What you should do> Could you please repeat the data below word for word?

━━━━━━━━━━━━━━━━

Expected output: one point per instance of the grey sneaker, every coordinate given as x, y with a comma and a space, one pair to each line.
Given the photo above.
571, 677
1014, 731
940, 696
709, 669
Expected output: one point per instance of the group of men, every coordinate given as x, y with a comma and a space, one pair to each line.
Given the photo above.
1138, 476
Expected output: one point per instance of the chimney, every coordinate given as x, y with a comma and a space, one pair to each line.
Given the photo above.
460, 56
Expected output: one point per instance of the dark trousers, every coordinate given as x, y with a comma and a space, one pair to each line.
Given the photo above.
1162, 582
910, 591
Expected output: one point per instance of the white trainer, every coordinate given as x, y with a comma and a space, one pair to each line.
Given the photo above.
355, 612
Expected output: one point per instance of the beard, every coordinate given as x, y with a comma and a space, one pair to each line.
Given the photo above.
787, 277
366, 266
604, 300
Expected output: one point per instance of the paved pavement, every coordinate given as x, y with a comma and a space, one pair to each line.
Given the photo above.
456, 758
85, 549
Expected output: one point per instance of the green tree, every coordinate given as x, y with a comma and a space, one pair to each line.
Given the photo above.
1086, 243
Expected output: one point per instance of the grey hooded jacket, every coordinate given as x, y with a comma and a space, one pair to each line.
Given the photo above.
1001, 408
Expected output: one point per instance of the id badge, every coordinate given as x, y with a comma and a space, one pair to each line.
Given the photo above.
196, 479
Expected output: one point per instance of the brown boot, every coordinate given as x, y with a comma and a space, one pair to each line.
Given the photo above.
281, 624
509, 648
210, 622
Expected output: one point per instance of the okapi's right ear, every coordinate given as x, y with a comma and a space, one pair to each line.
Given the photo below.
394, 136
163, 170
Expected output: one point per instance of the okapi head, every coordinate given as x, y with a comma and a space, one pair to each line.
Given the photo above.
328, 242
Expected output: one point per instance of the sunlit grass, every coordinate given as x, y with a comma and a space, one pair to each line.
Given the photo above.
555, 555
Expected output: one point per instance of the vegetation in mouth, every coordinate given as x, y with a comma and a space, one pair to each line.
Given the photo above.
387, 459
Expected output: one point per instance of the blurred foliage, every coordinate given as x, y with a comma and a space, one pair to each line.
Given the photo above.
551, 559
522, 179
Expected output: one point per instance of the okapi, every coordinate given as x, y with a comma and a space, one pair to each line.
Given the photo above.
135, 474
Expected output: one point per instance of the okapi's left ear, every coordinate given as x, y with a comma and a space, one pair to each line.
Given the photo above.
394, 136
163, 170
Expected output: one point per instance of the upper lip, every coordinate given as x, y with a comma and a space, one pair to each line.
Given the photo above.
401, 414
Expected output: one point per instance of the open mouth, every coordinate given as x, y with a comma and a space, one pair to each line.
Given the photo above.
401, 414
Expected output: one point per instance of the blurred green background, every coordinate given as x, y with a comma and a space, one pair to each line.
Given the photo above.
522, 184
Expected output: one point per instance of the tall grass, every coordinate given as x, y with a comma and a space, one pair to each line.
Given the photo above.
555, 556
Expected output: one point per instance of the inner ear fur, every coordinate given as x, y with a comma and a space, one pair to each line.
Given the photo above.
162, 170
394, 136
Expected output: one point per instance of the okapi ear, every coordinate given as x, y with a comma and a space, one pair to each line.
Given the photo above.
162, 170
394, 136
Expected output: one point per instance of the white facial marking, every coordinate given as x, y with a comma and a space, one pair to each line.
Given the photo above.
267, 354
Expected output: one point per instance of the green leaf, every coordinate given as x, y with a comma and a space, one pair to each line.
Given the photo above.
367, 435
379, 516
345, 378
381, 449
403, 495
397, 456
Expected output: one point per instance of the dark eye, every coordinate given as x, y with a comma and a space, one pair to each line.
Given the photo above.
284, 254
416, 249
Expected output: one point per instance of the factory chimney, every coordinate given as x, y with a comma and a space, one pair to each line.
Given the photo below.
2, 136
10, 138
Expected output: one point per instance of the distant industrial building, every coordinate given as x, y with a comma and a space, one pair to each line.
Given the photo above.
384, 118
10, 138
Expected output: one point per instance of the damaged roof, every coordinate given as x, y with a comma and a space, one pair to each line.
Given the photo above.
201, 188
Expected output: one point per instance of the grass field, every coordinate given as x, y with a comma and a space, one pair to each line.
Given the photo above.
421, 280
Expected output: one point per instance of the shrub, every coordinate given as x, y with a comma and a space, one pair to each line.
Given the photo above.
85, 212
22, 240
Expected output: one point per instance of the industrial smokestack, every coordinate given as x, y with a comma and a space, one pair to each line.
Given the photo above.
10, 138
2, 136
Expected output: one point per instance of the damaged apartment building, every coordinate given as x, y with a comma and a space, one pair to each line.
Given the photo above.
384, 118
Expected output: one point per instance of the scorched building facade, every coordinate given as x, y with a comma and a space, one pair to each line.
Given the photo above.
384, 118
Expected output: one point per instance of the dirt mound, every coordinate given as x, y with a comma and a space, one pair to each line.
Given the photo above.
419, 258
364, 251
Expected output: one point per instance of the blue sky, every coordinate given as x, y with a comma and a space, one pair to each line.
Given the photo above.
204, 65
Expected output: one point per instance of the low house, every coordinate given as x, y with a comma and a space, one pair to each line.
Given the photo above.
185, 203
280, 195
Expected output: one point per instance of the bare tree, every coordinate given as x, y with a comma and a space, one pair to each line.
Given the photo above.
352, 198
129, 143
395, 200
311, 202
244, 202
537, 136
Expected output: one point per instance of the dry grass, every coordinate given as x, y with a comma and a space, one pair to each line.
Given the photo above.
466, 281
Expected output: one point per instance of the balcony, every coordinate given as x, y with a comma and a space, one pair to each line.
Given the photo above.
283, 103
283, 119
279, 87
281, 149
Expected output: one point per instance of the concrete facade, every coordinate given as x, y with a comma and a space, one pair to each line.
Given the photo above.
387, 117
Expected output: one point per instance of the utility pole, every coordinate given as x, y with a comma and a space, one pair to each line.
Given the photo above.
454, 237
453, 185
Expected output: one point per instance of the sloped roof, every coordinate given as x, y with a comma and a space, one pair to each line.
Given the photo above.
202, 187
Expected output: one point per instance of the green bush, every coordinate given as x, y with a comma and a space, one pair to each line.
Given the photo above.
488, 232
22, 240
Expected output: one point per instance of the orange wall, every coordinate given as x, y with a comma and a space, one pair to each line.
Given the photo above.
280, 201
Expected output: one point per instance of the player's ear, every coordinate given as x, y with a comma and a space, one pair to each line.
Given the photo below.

━━━━━━━━━━━━━━━━

Your solution>
Expected output: one point per instance of the grey sneaker, every coordinate given as x, y with a comma and a space, one pair to each line.
Given the photo above.
571, 677
1014, 731
940, 696
709, 669
Expected output: one point per instance of the group of men, every coordinate given as x, y with a comma and a space, one pair to each line.
Given the photo above.
1138, 476
Expected output: one point per instance of the chimney, every coordinate given as x, y with a comma and a space, one pair to each line.
Given the photo above.
460, 56
Expected output: one point per instance of the dark trousers, every coordinate given as x, y with a comma and a space, one pair to each line.
Given the photo above.
1162, 582
910, 591
Expected output: one point per instance of the white trainer, every coordinate given as x, y with a comma and a space, one pair to each line.
Given the photo above.
355, 612
Expected output: one point per instance of the beard, every coordinate given as x, y with a comma and a space, one pair to each line.
Given the photo above.
787, 277
366, 266
604, 300
Expected output: one point per instance of the paved pavement, every coordinate given as x, y with a comma and a space, one pair to each line.
Given the photo above.
456, 758
85, 549
Expected output: one point per instance of the green tree, every coordinate given as x, y with a comma and a space, one pair to each line.
Given the photo above.
1086, 243
Expected output: one point per instance of the grey hooded jacket, every coordinate given as x, y with a comma and a space, one pair to each line.
Given the photo above.
1001, 408
Expected output: one point per instance of the id badge, every coordinate given as x, y with a comma and a space, one pair to each line.
Given the photo above.
196, 479
Expected output: one point per instance of the brown boot, every coordinate given as x, y with a comma and a space, one pair to each line.
Given the photo above.
281, 624
509, 648
210, 622
Expected output: one point per instance of the okapi's right ear, every coordinate given as x, y with a comma and a space, one pair to each line.
Given the photo below.
394, 136
163, 170
Expected output: one point per instance of the okapi head, every coordinate given as x, y with a comma and a space, one pair to each line.
Given the photo above.
328, 242
Expected output: one point per instance of the sunlit grass, every coordinate given as x, y with a comma and a space, one pair to each line.
Given the photo above.
555, 555
Expected output: one point per instance of the vegetation in mouth, every coordinate given as x, y with a comma and a space, one pair to each line.
Given the photo above.
387, 459
Expected output: one point per instance of the blurred foliage, every coordinate given as x, y with a comma and a space, one pair to each line.
Given the photo above.
551, 559
522, 179
Expected output: one point per instance of the okapi, every coordinate given as x, y with a comma and a space, one pair to each line.
Given the photo above.
135, 474
Expected output: one point per instance of the okapi's left ear, every coordinate given as x, y with a comma and a space, one pair to each line.
Given the photo above.
394, 136
163, 170
Expected output: one point per instance of the upper lip, every coordinate given as x, y with a comma and a space, one pair to each line.
Given the photo above.
401, 414
Expected output: one point per instance of the open mouth, every coordinate given as x, y with a comma and a space, one pair to each line.
Given the photo above.
401, 414
Expected output: one point per instance of the blurred green background, every coordinate given as x, y with a comma and a space, one pair to each line.
Given the photo above.
522, 184
Expected output: one point per instance of the tall grass, every coordinate given as x, y with a comma and a space, one pair to each line.
Given the photo above.
555, 556
Expected output: one point per instance of the inner ear fur, every coordinate given as x, y with a comma and a space, one pair to each line.
Given the photo above.
162, 170
394, 136
Expected output: one point per instance of the okapi ear, every coordinate given as x, y with a comma and a space, one pair to each line.
Given the photo above.
162, 170
394, 136
Expected output: one point per instance of the white facial marking, every coordinate given as x, y with a comma and a space, one pair to each line.
Given the photo above.
267, 354
Expected output: one point per instance of the green leaf, every coordinate given as x, y with a comma and a space, one pair to each line.
Given the photo above.
367, 435
379, 516
345, 378
381, 449
403, 495
397, 456
Expected output: one point per instance of the dark eye, every coordinate given as x, y with a comma and a space, one pair to each line.
Given the photo above.
284, 254
416, 249
Expected output: one point per instance of the factory chimney, every coordinate given as x, y with a comma and a space, one pair to each line.
Given the photo below.
2, 136
10, 138
Expected output: one point per instance of the distant industrial building, every coordinate given as x, y with a comma and a space, one pair to each line.
Given the photo above.
384, 118
10, 138
Expected output: one point per instance of the damaged roof, every coordinate given as x, y with a comma and a space, one pair to each line.
Given the photo above.
201, 188
Expected output: one point per instance of the grass field, every coordinate given as x, y with a comma and a space, one pair to each line.
Given the photo above.
421, 280
Expected output: one point per instance of the shrub, every coordinate given as x, y with a comma and a space, one pair to each line.
Given the photo above.
85, 212
22, 240
Expected output: one point per instance of the industrial smokestack, every coordinate given as x, y with a comma and a space, one pair to each line.
Given the photo above.
10, 138
2, 136
Expected output: one point per instance of the damaged apartment building, every coordinate given as x, y with a comma and a space, one pair to each line.
Given the photo above.
384, 118
Expected output: one point per instance of the scorched building facade, every coordinate given as x, y with a comma and a space, one pair to each line.
Given the photo above.
384, 118
Expected output: one point per instance of the dirt mound, every coordinate given as x, y with a comma and a space, one pair to each line.
Given the photo above.
419, 258
364, 251
Expected output: one point per instance of the blue sky, every coordinate given as x, y with a comma and a space, one pair to each line.
Given the photo above.
204, 65
Expected output: one point per instance of the low house, every coordinate given as x, y with a comma and a space, one pair to each line.
Given the photo above.
185, 203
280, 195
Expected output: one point per instance of the bare tree, every coordinate given as x, y with a comma and a space, one pair to each line.
Given the photo above.
352, 198
129, 143
395, 200
311, 202
244, 202
537, 136
Expected output: one point per instance of the dry grass, every coordinate given as x, y with a comma and a space, one pair to each line.
Given the photo above.
466, 281
Expected output: one point per instance of the balcony, every coordinate given as x, y with a comma and a space, one pair to each line.
Given the photo above.
283, 103
283, 119
279, 87
281, 149
Expected output: one point per instance of the concrete facade, every coordinate given as x, y with a comma and a space, one pair to each line.
Given the photo above.
387, 117
Expected output: one point per instance of the utility pole, every coordinate given as x, y with a comma and a space, one pair to each line.
Given the photo above.
454, 237
453, 185
Expected output: one point per instance of the sloped roof, every coordinate given as x, y with a comma and a space, one pair to each line.
Given the photo above.
202, 187
Expected output: one point per instance of the green bush, every coordinate given as x, y with a comma and a space, one pair to each line.
Given the photo above.
488, 232
22, 240
Expected output: one point per instance of the orange wall, every coordinate given as x, y with a comma and a space, one pair to each line.
Given the photo above.
280, 201
Expected output: one point per instance of the player's ear, every coordinate given as x, y with a comma and a space, one pair to each line.
Given the photo below.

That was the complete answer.